◆ **给定文段**
--------
十年前的一个春天,我在北师大辅修中国文学史的课程。有一天,为我们授课的刘宁老师在讲授唐诗“少年精神”时,建议我们读读李长之先生的著作。那时图书馆所藏李长之的单行本著作并不多,却有十卷本的《李长之文集》,其中就收录了《中国文学史略稿》。不读则已,一读便惊叹于李先生的才气,想不到枯燥的文学史教材竟也能意气飞扬,从此我便将此书备置案头,时常翻阅。后来研究生考试,我以此书为应试秘本,居然顺利过关。现在,《中国文学史略稿》的单行本面世了。从前言看来,编者于天池先生1978年考北师大研究生时曾以此书为秘本,一位曾有意出版此书的杨睿先生也藉此书考取北大研究生。这部书倒颇类科举时代的备考秘笈了。

然而放诸六十年前,《中国文学史略稿》不过是普通的高等院校文学史教材,虽则是1949年以后个人独著的第一部。冯其庸先生回忆他二十世纪五十年代在人民大学的教书生活时曾说:“那时建国才几年,适应新时代要求的文学史教材实在还不可能有,当时唯一的一部是李长之先生的《中国文学史略稿》……”然而现在这部书,不唯一般读者不熟知,古典文学的研究者知晓的恐怕也不多。文学史教材汗牛充栋,不知一二实属情理之中,但《中国文学史略稿》作为新中国最早风行的文学史教材,有其独特的学术品质与可慨的身世,读者似不可不稍加留意。
--------
◆ **记录条目**

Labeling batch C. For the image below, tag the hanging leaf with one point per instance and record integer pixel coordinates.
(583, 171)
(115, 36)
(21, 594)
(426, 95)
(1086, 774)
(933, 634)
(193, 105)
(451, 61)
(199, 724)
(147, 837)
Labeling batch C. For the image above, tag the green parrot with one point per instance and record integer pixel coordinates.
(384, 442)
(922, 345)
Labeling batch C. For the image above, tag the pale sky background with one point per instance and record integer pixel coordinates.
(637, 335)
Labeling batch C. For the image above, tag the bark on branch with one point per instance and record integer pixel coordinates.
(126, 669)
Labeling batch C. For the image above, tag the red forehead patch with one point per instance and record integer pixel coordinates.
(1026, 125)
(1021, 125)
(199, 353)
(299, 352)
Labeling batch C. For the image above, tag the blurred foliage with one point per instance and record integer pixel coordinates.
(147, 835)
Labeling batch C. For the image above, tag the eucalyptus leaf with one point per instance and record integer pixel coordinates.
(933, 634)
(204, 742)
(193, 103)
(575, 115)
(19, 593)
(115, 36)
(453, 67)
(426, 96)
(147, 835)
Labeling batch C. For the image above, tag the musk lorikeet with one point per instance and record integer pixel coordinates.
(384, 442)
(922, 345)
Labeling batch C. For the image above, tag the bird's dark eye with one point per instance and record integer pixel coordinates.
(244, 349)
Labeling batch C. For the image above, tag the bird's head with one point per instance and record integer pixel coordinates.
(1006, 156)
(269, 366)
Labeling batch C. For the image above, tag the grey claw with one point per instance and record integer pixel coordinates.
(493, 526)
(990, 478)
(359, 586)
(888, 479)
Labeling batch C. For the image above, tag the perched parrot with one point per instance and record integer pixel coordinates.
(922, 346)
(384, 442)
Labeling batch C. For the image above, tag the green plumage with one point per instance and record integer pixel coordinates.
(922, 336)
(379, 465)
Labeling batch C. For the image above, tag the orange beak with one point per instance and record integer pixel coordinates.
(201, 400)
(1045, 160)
--------
◆ **写作任务**
1. 根据关于《中国文学史略稿》的文段,编者于天池先生是哪一年考北师大研究生时以此书为秘本的?
2. 请接着关于《中国文学史略稿》的文段最后一句往下写一段。

◆ **任务解答**
1. 1978年。

2.
一、新时代里最先风行的文学史教材

李长之(1910—1978),为现代著名学者、批评家,二十五岁即写出成名作《鲁迅批判》,此后的《道教徒的诗人李白及其痛苦》、《司马迁之人格与风格》等书也成为经典之作。李长之的一生,与数字“三”特别结缘。他有“三个向往的时代”:古代的希腊、中国的周秦、德国的古典时代;他有“三个不能妥协的思想”:唯物主义、宿命主义、虚无主义;他一生有三段愉快的时光:日本投降、全国解放、“四人帮”覆灭。在1978右派摘帽后的生涯末年,他仍有三部书希望完成:《中国文学史略稿》、《中国美学史》、《中国文学批评史》。生命的最后时光,李长之仍在修订《中国文学史略稿》,预备再版。他很看重这部《中国文学史略稿》。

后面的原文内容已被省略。